* begin Text extract *
My dad has a Mako with a Galvashield trailer. It is 3 years old and looks as good as the day he got it. All it has seen is saltwater.


----------



## dshawdog (Jul 28, 2009)

If Mako is Kenner hull, then all of the post about how good kenner's are could also be said about mako. If mako is kenner hull that is. I like the mako because it has a few features that seem to fit me. Light and easy to pull, small engine capabilities but still somewhat fast enough to get across water, breakaway tongue standard so it will fit in garage, rod holders under front deck, large live well, Large front and rear decks, shallow running for coast but ok for local lakes, just a few reasons i like mako. 
I also like mako because, even though they may not be the best dealership in the country, tracker is a mile from my home here in austin. Can't seem to find new center console boats in austin area affordable. Not going to buy $35, 000 boat that sits in garage more than it is on water. South austin boat dealership (I live north) refuses to deal. My friend bought his new ranger from dealership in Waco even though he told guys down south that if they could get within a few hundred dollars on the exact same boat in waco then he would buy from them. They refused. He bought boat in Waco.
* end Text extract *
* begin Recorded information *
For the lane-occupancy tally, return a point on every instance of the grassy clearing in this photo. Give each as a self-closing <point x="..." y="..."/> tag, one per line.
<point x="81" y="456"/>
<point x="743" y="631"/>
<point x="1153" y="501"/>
* end Recorded information *
* begin Recorded information *
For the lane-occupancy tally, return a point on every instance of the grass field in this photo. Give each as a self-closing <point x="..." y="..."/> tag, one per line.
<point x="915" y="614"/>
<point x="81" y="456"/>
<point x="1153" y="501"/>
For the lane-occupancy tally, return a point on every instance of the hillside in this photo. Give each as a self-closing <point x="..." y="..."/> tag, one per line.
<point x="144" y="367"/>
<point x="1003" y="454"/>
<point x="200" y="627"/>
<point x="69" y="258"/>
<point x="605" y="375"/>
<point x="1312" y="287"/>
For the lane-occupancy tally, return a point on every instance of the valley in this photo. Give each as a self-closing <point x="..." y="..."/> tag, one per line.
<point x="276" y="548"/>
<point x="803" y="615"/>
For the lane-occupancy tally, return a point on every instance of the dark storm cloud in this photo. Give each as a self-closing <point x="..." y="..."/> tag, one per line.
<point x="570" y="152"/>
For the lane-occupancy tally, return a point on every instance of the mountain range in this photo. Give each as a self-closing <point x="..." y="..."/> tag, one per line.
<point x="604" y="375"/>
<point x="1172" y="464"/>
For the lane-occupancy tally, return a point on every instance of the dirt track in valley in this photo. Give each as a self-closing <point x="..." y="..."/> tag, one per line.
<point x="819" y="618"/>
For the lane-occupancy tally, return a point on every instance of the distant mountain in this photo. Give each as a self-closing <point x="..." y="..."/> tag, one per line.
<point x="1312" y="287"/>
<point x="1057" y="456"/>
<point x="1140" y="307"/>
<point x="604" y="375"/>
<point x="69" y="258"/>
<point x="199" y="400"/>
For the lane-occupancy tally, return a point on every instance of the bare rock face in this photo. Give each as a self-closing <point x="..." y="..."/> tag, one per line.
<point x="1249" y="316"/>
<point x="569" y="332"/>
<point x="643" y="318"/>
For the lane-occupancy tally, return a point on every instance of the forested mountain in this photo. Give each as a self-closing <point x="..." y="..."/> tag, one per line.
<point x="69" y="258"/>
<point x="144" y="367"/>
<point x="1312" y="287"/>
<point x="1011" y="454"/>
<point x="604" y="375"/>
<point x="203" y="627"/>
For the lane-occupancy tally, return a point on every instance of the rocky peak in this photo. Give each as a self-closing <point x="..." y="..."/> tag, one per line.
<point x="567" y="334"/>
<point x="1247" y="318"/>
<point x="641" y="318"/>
* end Recorded information *
* begin Recorded information *
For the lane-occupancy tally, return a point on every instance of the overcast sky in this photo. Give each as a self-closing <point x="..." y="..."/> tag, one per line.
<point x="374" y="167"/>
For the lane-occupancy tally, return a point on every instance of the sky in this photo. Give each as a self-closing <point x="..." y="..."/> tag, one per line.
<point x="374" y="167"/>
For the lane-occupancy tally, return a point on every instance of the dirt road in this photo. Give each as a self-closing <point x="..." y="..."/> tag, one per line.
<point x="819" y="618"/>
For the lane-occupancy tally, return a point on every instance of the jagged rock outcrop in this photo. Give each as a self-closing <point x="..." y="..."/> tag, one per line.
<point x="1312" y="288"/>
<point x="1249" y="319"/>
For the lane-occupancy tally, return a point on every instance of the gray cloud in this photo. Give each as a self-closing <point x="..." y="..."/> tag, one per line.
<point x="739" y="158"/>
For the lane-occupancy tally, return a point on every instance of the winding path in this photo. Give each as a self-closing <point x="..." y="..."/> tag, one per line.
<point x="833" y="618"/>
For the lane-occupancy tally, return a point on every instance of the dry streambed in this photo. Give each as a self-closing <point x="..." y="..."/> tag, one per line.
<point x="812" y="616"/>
* end Recorded information *
● Exercise
Return the passage of the boat forum thread starting with "My dad has a" and going on through "i like mako.", copied word for word.

● Exercise output
My dad has a Mako with a Galvashield trailer. It is 3 years old and looks as good as the day he got it. All it has seen is saltwater.


----------



## dshawdog (Jul 28, 2009)

If Mako is Kenner hull, then all of the post about how good kenner's are could also be said about mako. If mako is kenner hull that is. I like the mako because it has a few features that seem to fit me. Light and easy to pull, small engine capabilities but still somewhat fast enough to get across water, breakaway tongue standard so it will fit in garage, rod holders under front deck, large live well, Large front and rear decks, shallow running for coast but ok for local lakes, just a few reasons i like mako.